Records supplied:
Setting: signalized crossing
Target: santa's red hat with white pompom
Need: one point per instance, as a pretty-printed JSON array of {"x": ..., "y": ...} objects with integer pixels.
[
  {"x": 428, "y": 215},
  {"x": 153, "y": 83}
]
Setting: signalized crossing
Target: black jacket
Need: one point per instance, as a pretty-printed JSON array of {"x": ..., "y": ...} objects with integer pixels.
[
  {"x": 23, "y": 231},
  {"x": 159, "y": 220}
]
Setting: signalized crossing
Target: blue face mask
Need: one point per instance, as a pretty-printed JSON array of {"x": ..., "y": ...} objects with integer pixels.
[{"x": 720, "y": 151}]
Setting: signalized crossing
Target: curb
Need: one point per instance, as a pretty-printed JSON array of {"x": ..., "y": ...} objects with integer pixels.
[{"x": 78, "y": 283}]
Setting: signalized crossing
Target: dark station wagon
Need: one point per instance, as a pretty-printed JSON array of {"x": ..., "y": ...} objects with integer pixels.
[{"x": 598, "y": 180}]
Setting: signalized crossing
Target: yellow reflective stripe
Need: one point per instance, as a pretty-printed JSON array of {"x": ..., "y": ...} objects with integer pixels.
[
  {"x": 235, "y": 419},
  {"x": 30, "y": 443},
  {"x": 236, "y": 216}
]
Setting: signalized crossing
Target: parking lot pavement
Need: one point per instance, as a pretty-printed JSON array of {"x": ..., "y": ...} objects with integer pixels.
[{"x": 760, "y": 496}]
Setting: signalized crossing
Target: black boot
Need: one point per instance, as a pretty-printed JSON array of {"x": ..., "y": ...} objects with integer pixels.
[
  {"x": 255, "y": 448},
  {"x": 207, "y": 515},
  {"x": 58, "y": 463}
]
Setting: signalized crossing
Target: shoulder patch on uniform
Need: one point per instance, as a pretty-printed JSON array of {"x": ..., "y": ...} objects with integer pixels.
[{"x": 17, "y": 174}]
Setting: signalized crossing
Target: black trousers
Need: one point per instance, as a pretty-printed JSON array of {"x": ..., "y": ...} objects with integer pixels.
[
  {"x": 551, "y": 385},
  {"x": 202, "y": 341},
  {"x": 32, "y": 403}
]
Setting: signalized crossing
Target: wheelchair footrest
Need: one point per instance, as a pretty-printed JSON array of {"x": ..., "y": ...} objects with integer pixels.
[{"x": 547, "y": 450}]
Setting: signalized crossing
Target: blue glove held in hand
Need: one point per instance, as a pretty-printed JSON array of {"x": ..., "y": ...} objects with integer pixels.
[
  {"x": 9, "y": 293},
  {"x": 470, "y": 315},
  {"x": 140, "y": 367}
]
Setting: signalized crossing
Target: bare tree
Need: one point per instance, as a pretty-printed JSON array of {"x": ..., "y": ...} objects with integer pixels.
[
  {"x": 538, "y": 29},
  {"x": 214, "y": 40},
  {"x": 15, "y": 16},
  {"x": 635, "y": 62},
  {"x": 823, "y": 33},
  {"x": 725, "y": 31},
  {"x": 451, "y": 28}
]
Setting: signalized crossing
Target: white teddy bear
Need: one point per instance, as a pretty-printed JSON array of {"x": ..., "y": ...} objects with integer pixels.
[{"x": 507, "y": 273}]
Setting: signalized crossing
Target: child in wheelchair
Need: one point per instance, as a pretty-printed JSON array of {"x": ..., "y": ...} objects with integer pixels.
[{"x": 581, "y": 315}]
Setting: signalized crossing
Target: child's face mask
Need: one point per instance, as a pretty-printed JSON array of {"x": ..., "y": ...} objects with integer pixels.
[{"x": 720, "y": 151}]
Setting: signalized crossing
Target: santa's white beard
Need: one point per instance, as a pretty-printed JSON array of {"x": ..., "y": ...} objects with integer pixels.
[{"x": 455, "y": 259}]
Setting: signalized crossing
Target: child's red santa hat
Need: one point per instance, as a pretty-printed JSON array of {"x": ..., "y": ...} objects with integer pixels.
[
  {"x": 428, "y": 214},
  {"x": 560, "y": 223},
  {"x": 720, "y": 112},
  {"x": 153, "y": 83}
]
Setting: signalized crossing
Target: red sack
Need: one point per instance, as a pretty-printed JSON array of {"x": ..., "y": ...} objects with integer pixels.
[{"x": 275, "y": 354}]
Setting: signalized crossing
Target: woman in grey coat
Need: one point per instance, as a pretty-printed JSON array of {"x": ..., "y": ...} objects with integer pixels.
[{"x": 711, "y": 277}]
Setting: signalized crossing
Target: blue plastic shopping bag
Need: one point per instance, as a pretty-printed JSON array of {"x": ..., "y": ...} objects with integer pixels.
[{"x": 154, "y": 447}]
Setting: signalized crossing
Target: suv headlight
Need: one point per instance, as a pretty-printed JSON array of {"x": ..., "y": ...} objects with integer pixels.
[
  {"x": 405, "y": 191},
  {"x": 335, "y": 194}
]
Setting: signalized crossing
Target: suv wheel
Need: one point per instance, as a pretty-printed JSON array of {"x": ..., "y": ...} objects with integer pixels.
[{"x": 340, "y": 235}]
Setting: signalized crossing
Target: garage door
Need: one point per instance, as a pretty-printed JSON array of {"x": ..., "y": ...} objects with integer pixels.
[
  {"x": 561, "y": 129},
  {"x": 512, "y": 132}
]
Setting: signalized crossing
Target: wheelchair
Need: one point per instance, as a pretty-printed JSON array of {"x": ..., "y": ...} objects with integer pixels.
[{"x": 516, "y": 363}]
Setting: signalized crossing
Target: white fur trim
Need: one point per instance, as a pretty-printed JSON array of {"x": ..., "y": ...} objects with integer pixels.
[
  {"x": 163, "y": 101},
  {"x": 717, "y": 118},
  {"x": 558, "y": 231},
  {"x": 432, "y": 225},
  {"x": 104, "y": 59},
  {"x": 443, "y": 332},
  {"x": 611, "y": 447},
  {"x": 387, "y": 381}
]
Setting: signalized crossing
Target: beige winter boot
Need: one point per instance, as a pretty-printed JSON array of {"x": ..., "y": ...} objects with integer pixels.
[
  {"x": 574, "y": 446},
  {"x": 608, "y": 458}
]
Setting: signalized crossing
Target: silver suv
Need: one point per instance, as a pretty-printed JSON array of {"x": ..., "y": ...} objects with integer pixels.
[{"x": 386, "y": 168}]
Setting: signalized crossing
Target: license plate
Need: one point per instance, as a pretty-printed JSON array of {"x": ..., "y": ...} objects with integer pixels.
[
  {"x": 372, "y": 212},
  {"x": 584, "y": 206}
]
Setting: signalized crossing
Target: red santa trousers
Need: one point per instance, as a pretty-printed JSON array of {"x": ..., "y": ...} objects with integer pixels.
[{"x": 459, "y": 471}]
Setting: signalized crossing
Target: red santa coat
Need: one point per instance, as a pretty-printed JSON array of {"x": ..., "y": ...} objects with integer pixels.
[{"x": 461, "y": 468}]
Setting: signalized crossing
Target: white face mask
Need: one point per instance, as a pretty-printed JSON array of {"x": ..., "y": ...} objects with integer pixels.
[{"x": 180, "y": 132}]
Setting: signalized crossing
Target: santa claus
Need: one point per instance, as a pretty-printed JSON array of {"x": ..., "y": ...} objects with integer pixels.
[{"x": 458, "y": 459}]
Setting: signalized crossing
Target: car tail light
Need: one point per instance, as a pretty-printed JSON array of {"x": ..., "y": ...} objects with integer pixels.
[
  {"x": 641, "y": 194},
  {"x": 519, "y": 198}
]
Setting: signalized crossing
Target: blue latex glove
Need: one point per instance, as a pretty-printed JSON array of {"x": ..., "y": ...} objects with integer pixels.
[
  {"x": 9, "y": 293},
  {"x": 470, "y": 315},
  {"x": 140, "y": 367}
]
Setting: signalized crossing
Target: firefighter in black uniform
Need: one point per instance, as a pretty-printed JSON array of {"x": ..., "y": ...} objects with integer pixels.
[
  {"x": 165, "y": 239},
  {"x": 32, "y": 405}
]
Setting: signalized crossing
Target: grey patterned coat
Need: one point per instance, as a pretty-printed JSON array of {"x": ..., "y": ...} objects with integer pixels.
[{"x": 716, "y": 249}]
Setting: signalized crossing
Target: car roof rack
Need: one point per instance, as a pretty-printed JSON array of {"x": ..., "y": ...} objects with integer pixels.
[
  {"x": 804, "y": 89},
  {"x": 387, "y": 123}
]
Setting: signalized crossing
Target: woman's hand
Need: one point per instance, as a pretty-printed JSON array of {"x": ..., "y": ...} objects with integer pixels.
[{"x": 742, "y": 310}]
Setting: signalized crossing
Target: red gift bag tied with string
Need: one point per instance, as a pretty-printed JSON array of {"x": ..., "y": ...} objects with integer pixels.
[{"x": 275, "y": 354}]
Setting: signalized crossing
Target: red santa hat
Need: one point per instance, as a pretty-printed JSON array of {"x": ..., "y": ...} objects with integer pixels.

Your task: Collect every line in the listing above that contains the string "grey", and note that case counts when matching.

Complete response:
Target: woman in grey coat
Target: grey patterned coat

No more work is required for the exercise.